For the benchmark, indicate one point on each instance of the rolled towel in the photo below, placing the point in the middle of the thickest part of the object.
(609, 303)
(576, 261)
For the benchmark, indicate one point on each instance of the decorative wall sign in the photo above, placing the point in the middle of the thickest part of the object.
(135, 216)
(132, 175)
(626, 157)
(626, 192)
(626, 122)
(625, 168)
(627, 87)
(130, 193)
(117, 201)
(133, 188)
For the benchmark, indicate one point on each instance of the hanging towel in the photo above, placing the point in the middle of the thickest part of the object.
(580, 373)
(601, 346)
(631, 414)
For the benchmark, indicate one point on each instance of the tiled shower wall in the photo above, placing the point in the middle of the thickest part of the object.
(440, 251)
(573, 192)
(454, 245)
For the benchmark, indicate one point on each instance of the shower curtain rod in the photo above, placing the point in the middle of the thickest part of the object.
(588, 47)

::::

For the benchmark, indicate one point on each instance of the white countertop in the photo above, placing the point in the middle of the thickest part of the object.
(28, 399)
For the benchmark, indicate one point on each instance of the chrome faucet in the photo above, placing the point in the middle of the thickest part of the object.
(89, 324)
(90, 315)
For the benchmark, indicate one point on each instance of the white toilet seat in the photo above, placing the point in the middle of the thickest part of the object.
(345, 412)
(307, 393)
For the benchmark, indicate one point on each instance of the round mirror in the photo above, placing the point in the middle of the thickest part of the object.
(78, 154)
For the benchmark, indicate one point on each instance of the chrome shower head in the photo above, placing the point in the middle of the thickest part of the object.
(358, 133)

::::

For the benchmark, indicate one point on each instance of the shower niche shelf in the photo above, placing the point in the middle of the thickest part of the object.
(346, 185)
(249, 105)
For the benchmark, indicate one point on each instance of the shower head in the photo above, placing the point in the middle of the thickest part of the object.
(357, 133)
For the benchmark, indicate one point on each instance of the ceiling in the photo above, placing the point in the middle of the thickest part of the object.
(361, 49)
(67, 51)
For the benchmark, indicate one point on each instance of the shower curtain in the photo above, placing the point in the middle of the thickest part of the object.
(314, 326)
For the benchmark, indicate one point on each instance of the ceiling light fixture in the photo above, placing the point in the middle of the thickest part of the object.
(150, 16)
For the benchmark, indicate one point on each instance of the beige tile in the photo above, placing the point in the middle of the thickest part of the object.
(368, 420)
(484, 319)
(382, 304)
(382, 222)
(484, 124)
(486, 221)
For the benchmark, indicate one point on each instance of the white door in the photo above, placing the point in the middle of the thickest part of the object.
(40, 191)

::::

### THE PROBLEM:
Copy out every line of the material above that contains the word "towel".

### WORKED ANSWER:
For the benchmark, indicate one point on each instance of the rolled towel in the photo below, placing the point in the middle of the thickest part of the object.
For the benchmark, indicate one point on each instance of the hanging towel in the photo above, placing the point in the middle of the thickest part of the object.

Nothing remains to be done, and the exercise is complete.